- [Your task]: Leave out every picture, then transcribe the rest of the listing exactly.

- [Records for this exercise]:
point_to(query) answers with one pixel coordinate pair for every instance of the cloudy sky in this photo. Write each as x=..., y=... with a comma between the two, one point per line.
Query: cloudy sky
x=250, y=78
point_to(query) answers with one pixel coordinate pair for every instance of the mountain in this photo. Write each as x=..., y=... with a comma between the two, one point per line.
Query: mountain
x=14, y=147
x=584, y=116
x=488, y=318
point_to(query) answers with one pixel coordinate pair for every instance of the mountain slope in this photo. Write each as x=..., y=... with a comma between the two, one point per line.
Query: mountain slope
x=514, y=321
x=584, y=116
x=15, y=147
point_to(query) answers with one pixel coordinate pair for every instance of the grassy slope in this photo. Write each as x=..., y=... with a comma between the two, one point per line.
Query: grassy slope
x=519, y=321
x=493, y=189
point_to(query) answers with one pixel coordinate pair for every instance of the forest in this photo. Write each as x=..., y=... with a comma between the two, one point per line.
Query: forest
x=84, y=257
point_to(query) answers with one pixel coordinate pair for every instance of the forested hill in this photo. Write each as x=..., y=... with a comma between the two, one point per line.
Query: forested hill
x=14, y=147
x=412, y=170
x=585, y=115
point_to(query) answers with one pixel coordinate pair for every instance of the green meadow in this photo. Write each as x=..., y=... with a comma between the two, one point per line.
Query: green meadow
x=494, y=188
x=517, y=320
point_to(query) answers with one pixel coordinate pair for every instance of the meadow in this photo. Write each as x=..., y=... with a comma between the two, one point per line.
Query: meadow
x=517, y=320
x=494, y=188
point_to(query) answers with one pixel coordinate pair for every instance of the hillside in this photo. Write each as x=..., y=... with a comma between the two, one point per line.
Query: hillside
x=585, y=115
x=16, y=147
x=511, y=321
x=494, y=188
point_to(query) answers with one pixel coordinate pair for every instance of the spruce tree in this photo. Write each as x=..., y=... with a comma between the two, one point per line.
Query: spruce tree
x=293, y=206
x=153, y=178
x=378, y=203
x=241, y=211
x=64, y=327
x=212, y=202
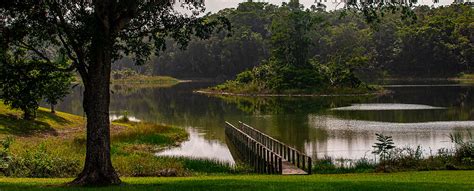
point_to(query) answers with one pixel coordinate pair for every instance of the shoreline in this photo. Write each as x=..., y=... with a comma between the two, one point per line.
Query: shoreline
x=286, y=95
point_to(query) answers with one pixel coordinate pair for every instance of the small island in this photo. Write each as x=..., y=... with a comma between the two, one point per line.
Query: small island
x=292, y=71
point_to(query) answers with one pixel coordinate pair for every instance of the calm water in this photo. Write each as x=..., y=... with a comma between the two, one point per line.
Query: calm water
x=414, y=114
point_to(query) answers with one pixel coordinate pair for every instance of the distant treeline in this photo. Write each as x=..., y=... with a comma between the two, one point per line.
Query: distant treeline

- [Your response]:
point_to(query) answers with one pixel coordinate pair for every instance of the cloudy sky in this photo. Write each as x=..., y=... with a comma between the two, one point per line.
Query: cloudy sky
x=250, y=78
point_to(query) answers with one pixel coordinate pair for every instance of the mountain in this photo. Write each as x=..., y=... with a comma between the two, one point per line.
Query: mountain
x=14, y=147
x=584, y=116
x=488, y=318
point_to(query) answers with one pixel coordinate pair for every instance of the mountain slope in this photo. Write each as x=..., y=... with a comma between the two, one point per line.
Query: mountain slope
x=514, y=321
x=584, y=116
x=15, y=147
point_to(query) answers with one pixel coordinate pair for every instance of the grassy slope in this photo. Write each as x=..., y=... with a comma between the two, one point per line.
Query: grassy slope
x=519, y=321
x=493, y=189
point_to(query) answers with one pixel coordinate pair for every instance of the forest in this photo. Write each as x=..., y=... with a comma between the two, one point per line.
Query: forest
x=84, y=257
point_to(query) answers with one pixel coordinate pair for every instance of the forested hill in this photo. Write each as x=..., y=... with a comma between the two, one point per line.
Query: forested hill
x=14, y=147
x=412, y=170
x=585, y=115
point_to(query) answers with one pixel coordinate pair for every instance of the green meadow in this photo. Write each as x=..., y=... with a comma between the two, one point per line.
Query: green meadow
x=494, y=188
x=517, y=320
point_to(query) answers with one pixel coordinate pair for every instance of the meadow in this photo. Write each as x=..., y=... with a comma between the two, one point per line.
Query: meadow
x=517, y=320
x=494, y=188
point_to(query) answers with one pixel coordinate pair for every instance of the hillside in this photo. Write each as x=..., y=... with a comma between the two, one point per line.
Query: hillside
x=585, y=115
x=16, y=147
x=511, y=321
x=494, y=188
point_to(query) answers with one pixel coordinate pair for every instance of the spruce tree in this photo. Write each as x=..., y=... with a comma between the two, one point per line.
Query: spruce tree
x=293, y=206
x=153, y=178
x=378, y=203
x=241, y=211
x=64, y=327
x=212, y=202
point_to(query) answers with one pixel coordinate pair for every instance of the shoreline in this photo. Write each as x=..., y=... with a comma between the two, one point per line.
Query: shoreline
x=286, y=95
point_to(query) answers with one pixel coordinate pair for every instance of the small island in this photo. Write each as x=..., y=... with a comma between the two, one point per line.
Query: small island
x=292, y=71
point_to(query) answers with one pixel coordinate pair for every instance of the calm water in this photo. Write each as x=..., y=... with a comma between the two, one point per line.
Query: calm water
x=414, y=114
point_to(query) answers with one pixel coordinate pair for every instance of the distant treeline in this photo. Write each as x=..., y=... with a comma between the two, one point per line.
Query: distant treeline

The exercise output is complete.